# Easton Lightspeed nocks



## bfisher (Nov 30, 2002)

Litespeeds or any other carbon arrow, I like to use appropriate sized inserts and G-nocks. In the case of most carbon arrows, including the Litespeeds, you would choose Easton CB bushings. Be advised that G-nocks come in two different groove sizes; .088" and .098". In most cases you want the larger. Smaller ones are made for strings with less strands and/or smaller serving. The color would be your personal choice.


----------



## VeroShooter (Jul 14, 2005)

I use the super 3d nocks inserted directly into the shaft with great results


----------



## Phoenix34 (Jan 18, 2005)

I switched to the gnocks and unibushings. Hoping it will save me some arrows in the long run.


----------



## possum (Feb 3, 2004)

I use unibushings and G nocks really good arrow for the price,and you can get them just about anywhere.


----------



## Jasen W (Nov 8, 2005)

*g nocks......*

get some g nocks and unibushings to fit an easton acc 360.....
they fit in the lightspeeds PERFECT!
the nocks that come with lightspeeds ARE crap!ukey:


----------



## mase (Feb 21, 2003)

*pin nocks*

gold tip .246 pin nocks and pins,it makes those arrows indestructable.

mase


----------



## David Grunert (Jan 14, 2007)

SOURCE MATERIAL |
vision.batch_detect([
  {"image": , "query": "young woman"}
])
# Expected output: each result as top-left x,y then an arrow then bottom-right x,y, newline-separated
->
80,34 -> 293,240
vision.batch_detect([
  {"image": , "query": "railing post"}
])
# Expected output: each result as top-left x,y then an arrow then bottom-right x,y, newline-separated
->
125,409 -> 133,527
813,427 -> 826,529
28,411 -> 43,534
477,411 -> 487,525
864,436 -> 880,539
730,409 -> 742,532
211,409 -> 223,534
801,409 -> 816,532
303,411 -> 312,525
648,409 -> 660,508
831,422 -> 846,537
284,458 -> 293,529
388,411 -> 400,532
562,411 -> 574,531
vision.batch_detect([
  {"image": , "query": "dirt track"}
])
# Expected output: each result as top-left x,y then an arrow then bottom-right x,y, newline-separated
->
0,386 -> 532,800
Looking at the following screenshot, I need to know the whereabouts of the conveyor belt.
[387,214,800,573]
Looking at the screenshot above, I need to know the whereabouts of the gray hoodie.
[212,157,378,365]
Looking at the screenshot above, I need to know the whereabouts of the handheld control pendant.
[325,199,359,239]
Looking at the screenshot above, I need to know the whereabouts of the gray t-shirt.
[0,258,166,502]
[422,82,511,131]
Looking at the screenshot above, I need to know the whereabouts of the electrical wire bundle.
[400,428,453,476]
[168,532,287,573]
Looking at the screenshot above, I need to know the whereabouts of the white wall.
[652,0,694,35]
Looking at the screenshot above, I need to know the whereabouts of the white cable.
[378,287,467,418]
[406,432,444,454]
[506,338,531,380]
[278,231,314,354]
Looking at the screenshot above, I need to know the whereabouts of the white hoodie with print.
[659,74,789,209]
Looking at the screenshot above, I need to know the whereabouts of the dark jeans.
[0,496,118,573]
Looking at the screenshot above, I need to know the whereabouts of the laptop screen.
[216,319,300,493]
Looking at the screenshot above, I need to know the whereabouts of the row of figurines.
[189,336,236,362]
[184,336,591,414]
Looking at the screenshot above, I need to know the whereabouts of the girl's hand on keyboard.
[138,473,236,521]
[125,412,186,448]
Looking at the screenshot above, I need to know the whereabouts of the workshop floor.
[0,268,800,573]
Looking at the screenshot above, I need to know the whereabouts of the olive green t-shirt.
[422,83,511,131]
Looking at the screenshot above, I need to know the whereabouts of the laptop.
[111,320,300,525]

JOB 1 |
In the thread on Easton Lightspeed nocks:
(a) What two groove sizes do G-nocks come in?
(b) What nocks does VeroShooter insert directly into the shaft?
(c) What pin nocks does mase use?
JOB 2 | In the records, start at the line that contains "electrical wire bundle." and end with the line that contains "[652,0,694,35]". Write those lines out again, shifting every coordinate in the answers up by 26.
The thread and the records have nothing to do with each other.

COMPLETE RESPONSE 1 |
(a) .088" and .098"
(b) Super 3d nocks
(c) Gold tip .246 pin nocks, with pins

COMPLETE RESPONSE 2 |
Looking at the screenshot above, I need to know the whereabouts of the electrical wire bundle.
[426,454,479,502]
[194,558,313,599]
Looking at the screenshot above, I need to know the whereabouts of the white wall.
[678,26,720,61]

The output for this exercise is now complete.